## Required work
All of the data below should be written out exactly.

......

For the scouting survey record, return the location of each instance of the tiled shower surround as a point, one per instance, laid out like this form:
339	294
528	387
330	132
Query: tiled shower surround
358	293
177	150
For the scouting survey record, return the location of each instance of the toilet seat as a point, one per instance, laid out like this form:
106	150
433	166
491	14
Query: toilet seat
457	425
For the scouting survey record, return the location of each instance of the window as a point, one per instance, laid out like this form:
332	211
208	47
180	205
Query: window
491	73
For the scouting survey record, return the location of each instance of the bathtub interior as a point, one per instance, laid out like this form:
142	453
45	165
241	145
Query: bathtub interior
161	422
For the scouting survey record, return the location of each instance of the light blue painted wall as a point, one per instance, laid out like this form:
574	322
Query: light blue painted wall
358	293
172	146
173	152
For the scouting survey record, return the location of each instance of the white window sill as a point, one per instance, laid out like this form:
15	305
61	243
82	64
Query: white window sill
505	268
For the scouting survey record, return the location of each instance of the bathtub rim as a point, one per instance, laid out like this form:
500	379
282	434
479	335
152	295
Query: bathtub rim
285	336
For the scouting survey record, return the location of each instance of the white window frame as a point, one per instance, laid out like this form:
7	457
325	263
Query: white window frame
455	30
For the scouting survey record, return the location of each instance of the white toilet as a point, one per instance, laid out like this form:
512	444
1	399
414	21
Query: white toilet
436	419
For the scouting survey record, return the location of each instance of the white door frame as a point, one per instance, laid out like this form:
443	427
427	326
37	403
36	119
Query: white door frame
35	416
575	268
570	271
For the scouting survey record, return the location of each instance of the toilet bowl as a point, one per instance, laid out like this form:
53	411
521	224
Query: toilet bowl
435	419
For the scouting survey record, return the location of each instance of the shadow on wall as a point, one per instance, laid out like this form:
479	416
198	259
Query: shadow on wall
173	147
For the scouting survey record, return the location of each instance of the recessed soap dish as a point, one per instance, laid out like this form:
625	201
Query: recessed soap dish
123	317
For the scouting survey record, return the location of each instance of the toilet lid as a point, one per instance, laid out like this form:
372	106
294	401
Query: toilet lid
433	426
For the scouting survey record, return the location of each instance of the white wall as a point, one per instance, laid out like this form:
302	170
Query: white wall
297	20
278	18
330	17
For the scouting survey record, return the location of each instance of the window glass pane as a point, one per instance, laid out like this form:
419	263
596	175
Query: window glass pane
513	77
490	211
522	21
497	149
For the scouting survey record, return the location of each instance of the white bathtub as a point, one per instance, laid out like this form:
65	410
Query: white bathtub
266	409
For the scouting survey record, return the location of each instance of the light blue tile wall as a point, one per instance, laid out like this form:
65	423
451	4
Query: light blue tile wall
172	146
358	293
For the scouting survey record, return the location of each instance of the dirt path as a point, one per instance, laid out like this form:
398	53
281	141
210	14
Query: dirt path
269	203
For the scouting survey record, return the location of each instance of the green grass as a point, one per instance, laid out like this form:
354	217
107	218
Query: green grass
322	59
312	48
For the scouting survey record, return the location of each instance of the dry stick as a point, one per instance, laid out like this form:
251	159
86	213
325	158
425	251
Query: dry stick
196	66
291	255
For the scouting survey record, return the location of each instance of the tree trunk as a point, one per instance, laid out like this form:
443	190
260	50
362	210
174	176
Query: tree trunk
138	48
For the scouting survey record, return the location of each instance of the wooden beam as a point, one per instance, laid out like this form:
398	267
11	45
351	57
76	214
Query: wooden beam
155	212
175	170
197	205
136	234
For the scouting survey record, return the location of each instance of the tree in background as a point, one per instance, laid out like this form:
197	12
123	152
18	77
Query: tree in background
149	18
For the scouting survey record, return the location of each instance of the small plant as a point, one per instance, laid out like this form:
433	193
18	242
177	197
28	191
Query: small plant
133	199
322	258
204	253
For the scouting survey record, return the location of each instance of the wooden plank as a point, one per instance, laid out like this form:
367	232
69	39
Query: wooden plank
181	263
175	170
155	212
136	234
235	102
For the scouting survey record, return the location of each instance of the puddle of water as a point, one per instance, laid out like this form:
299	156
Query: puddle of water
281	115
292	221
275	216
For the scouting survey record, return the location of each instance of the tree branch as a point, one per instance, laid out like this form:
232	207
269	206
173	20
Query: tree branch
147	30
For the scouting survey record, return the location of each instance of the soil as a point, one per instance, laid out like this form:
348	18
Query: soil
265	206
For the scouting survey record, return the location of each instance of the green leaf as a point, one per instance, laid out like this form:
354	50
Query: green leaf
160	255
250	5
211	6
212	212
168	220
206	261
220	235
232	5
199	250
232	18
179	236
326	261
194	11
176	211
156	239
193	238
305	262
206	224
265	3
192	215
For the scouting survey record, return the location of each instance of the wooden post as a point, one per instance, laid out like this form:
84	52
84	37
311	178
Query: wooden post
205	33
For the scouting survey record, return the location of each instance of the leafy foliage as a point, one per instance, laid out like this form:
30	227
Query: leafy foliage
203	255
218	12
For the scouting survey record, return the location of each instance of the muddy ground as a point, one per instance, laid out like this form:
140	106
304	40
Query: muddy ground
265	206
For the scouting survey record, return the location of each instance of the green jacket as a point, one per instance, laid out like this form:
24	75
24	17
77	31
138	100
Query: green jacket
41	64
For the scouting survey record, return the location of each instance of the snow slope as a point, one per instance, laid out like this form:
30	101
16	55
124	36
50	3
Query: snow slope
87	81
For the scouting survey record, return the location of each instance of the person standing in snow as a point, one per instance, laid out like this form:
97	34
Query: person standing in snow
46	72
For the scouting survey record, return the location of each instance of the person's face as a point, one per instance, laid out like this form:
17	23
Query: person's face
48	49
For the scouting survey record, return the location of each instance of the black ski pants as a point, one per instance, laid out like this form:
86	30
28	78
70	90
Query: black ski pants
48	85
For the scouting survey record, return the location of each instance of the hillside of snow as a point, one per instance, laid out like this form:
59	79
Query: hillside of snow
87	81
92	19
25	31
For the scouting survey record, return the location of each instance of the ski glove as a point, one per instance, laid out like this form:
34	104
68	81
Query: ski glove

......

## Output for this exercise
For the scouting survey record, return the location of each instance of the tiled shower surround as a point, one per instance, laid out like this form:
339	294
528	387
330	132
Query: tiled shower surround
358	293
177	150
For the scouting survey record, return the location of each instance of the toilet seat as a point, one per instance, laid out like this form:
106	150
433	166
491	14
Query: toilet seat
457	425
For the scouting survey record, return the location of each instance of the window as a point, one per instance, laid out like this form:
332	211
208	47
180	205
Query: window
491	73
For the scouting survey record, return the location of each instance of the bathtub interior as a point, one per instance, laid out like this form:
142	453
45	165
241	145
Query: bathtub interior
161	422
For the scouting survey record, return the location of each instance of the light blue painted wall as a point, one per instance, laid out like this form:
574	322
Query: light blue painted wall
358	293
172	146
173	152
For the scouting survey record, return the location of each instance of the white window sill as a point, one per instance, laid out like this form:
15	305
61	243
82	64
Query: white window sill
505	268
For the scouting survey record, return the location of each instance of the bathtub rim as a point, one per instance, laid out like this form:
500	379
282	434
479	335
152	295
Query: bathtub rim
285	336
For the scouting survey record, return the location of each instance of the white window frame as a point, one per instance, laid out like this form:
7	457
325	263
Query: white window frame
455	30
For the scouting survey record, return the location of each instance of the white toilet as a point, one per instance, laid out like this form:
512	444
1	399
414	21
Query: white toilet
436	419
For the scouting survey record, return the location of each instance of the white door frame as a point, one per instance, laid out like this form:
443	427
427	326
37	403
36	119
Query: white door frame
35	416
575	268
570	271
For the scouting survey record, return the location of each instance of the toilet bowl as a point, one per instance, laid out like this form:
53	411
521	224
Query: toilet bowl
435	419
For the scouting survey record, return the location of each instance of the shadow on wall as a point, one per instance, laid out like this form:
479	416
198	259
Query: shadow on wall
173	147
For the scouting survey record, return the location of each instance of the recessed soap dish as a point, one per instance, laid out like this form:
625	201
Query: recessed soap dish
123	317
For the scouting survey record, return the location of each instance of the toilet lid as a point, one per instance, laid out like this form:
372	106
294	401
Query: toilet lid
433	426
For the scouting survey record, return the location of each instance of the white wall as a point, one per instance, laid out like this form:
302	170
Query: white wall
297	20
278	18
330	17
For the scouting survey record, return the location of each instance of the window glass pane as a point, one per instance, laid out like this form:
419	263
596	175
Query: window glass pane
513	77
490	211
522	21
497	149
For the scouting survey record, return the location of each instance of the white bathtub as a point, one per instance, laid out like this form:
65	410
Query: white bathtub
266	409
For the scouting survey record, return the location of each instance of the light blue tile wall as a point, one per instance, laid out like this form:
65	423
451	4
Query: light blue tile wall
172	146
358	293
For the scouting survey record, return the location of each instance of the dirt path as a point, one per instance, laid out like this form:
398	53
281	141
210	14
Query: dirt path
269	203
For the scouting survey record, return the location of each instance of the green grass as a point, one per instance, laid out like this form:
354	217
107	218
Query: green grass
322	59
312	48
For the scouting survey record, return the location of each instance of the dry stick as a point, one per instance, laid out like this form:
251	159
86	213
325	158
425	251
Query: dry stick
196	66
291	255
For the scouting survey record, return the location of each instance of the tree trunk as a point, one per instance, laid out like this form:
443	190
260	50
362	210
174	176
Query: tree trunk
138	48
For the scouting survey record, return the location of each instance of the wooden beam as a point, one per instance, laid out like this form:
398	267
11	45
351	57
76	214
Query: wooden beam
155	212
175	170
197	205
136	234
For the scouting survey record, return the location of each instance of the tree in background as a point, one per instance, laid out like this form:
197	12
123	152
18	77
Query: tree in background
149	18
For the scouting survey record, return the location of each instance of the small plant as a point, one per instance, laid out like this form:
433	193
18	242
177	197
28	191
Query: small plant
133	199
322	258
204	253
For the scouting survey record, return the location of each instance of the wooden plank as a point, one per instance, laid out like this form:
367	232
69	39
Query: wooden plank
181	263
175	170
155	212
136	234
235	102
For the scouting survey record, return the location of each instance of the puddle of water as a point, one per instance, laid out like this form:
299	156
Query: puddle of water
281	115
292	221
275	216
For the scouting survey record, return the location of each instance of the tree branch as a point, one per instance, laid out like this form:
232	207
269	206
173	20
Query: tree branch
147	30
For the scouting survey record, return the location of each instance of the soil as a point, one per instance, laid out like this form:
348	18
Query: soil
265	206
For the scouting survey record, return the location of each instance of the green leaf as a point, one per instance, laid out like this form:
354	50
Query: green leaf
160	255
250	5
211	6
212	212
168	220
206	261
220	235
232	5
199	250
232	18
179	236
326	261
194	11
176	211
156	239
193	238
305	262
206	224
265	3
192	215
For the scouting survey record, return the location of each instance of the wooden post as a point, one per instance, laid out like this form:
84	52
84	37
311	178
Query: wooden post
205	33
For the scouting survey record, return the location of each instance of the leafy foliage as a point, one per instance, laid out like this form:
30	227
Query: leafy foliage
203	255
218	12
For the scouting survey record, return the location of each instance of the muddy ground as a point, one per instance, laid out like this form:
140	106
304	40
Query: muddy ground
265	206
For the scouting survey record, return the location of each instance of the green jacket as a point, one per instance, laid out like this form:
24	75
24	17
77	31
138	100
Query: green jacket
41	64
For the scouting survey record, return the location of each instance of the snow slope as a point, one per instance, laid out like this form:
30	101
16	55
124	36
50	3
Query: snow slope
87	81
For the scouting survey record, return the location of each instance of the person standing in snow as a point, one per instance, laid out like this form:
97	34
Query: person standing in snow
46	72
For the scouting survey record, return the location of each instance of the person's face as a point, one per instance, laid out like this form:
17	23
Query: person's face
48	49
For the scouting survey record, return the location of each instance of the black ski pants as a point, one per instance, laid out like this form:
86	30
28	78
70	90
Query: black ski pants
48	85
For the scouting survey record, return the location of each instance of the hillside of snow as a point, one per instance, laid out like this form:
59	79
Query: hillside of snow
87	81
92	19
25	31
For the scouting survey record, return the location of each instance of the ski glove as a point, one per instance, laid out like this form:
34	104
68	81
Query: ski glove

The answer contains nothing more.